◆ **TASK GOAL**: Pick out each line of the material below that contains the word "shorts", and copy those lines.

◆ **MATERIAL**:
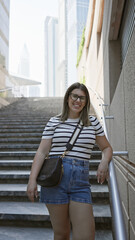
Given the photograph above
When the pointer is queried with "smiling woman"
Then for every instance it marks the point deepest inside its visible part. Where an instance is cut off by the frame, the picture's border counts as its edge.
(71, 200)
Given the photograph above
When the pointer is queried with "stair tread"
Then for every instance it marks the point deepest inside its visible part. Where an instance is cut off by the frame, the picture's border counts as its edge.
(21, 172)
(41, 233)
(23, 187)
(34, 209)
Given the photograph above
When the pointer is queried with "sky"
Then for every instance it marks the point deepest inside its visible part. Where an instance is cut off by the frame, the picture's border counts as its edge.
(27, 27)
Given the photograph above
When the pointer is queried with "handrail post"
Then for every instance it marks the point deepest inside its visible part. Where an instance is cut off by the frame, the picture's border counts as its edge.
(118, 224)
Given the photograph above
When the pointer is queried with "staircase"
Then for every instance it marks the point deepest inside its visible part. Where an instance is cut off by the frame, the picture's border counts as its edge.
(21, 127)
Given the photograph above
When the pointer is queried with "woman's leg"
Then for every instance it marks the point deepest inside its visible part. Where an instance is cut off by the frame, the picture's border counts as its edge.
(82, 219)
(59, 215)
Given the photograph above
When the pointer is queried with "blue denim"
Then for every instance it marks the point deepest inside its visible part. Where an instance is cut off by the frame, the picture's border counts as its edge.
(74, 184)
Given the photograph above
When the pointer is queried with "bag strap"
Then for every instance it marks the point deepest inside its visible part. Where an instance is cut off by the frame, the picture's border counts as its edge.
(73, 138)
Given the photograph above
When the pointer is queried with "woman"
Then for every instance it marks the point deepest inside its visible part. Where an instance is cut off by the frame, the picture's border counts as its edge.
(70, 202)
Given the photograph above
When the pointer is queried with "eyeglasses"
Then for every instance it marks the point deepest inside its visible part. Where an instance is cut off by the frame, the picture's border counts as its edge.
(74, 97)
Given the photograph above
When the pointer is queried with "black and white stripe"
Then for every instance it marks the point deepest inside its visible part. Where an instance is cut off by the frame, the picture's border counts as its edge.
(60, 132)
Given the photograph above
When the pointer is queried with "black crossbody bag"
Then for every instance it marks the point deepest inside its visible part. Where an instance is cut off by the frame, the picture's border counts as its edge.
(52, 169)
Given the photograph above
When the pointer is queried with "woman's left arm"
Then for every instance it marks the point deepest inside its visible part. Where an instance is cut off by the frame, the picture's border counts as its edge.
(105, 147)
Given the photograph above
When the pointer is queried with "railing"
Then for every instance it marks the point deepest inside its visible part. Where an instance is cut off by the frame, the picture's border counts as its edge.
(119, 229)
(6, 89)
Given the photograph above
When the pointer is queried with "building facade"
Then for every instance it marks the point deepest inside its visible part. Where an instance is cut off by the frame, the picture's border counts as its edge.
(4, 43)
(51, 55)
(76, 14)
(108, 66)
(62, 49)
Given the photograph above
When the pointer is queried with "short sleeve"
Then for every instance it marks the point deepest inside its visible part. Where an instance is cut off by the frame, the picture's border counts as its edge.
(99, 131)
(49, 130)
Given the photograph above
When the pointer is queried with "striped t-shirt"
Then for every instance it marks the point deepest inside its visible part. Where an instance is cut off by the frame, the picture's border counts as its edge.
(60, 133)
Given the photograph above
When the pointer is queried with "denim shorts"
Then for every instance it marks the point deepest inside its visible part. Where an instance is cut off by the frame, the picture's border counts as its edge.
(74, 184)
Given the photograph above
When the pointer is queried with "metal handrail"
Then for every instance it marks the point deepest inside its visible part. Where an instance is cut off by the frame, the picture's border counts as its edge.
(6, 89)
(119, 229)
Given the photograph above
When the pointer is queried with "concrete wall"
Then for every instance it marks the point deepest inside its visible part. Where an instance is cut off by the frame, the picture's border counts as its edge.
(101, 65)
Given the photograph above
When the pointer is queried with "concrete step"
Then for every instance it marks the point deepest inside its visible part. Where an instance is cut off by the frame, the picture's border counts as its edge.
(13, 121)
(20, 140)
(36, 214)
(21, 233)
(17, 192)
(24, 126)
(19, 135)
(26, 164)
(18, 155)
(19, 147)
(21, 176)
(22, 130)
(15, 164)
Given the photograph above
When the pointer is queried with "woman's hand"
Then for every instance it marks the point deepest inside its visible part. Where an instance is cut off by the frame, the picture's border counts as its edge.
(105, 147)
(32, 191)
(102, 172)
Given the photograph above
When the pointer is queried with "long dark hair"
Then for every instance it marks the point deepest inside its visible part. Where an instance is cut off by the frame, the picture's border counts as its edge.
(84, 116)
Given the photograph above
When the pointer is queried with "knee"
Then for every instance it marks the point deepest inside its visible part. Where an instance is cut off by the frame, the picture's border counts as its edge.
(61, 235)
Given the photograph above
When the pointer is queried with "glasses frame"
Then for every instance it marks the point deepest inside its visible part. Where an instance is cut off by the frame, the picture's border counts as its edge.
(82, 98)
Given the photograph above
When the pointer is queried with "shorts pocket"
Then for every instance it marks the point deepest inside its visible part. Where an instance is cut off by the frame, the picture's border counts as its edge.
(82, 176)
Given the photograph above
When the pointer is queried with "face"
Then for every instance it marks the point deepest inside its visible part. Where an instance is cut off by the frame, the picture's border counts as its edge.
(76, 102)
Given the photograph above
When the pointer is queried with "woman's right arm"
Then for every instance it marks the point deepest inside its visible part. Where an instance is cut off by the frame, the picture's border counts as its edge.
(38, 160)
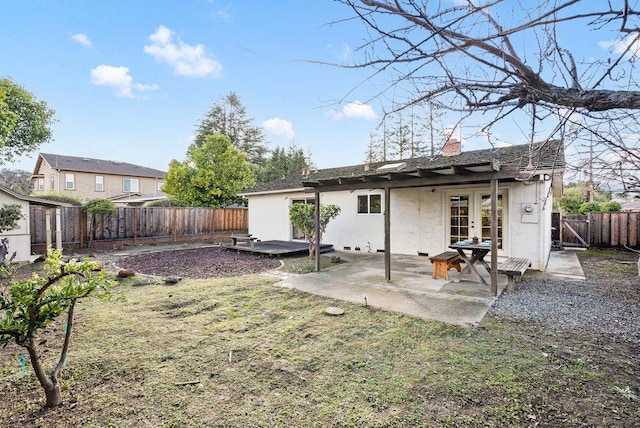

◆ **THE REPLY**:
When the pointer is queried with "denim shorts"
When the pointer is queried with "shorts pocket"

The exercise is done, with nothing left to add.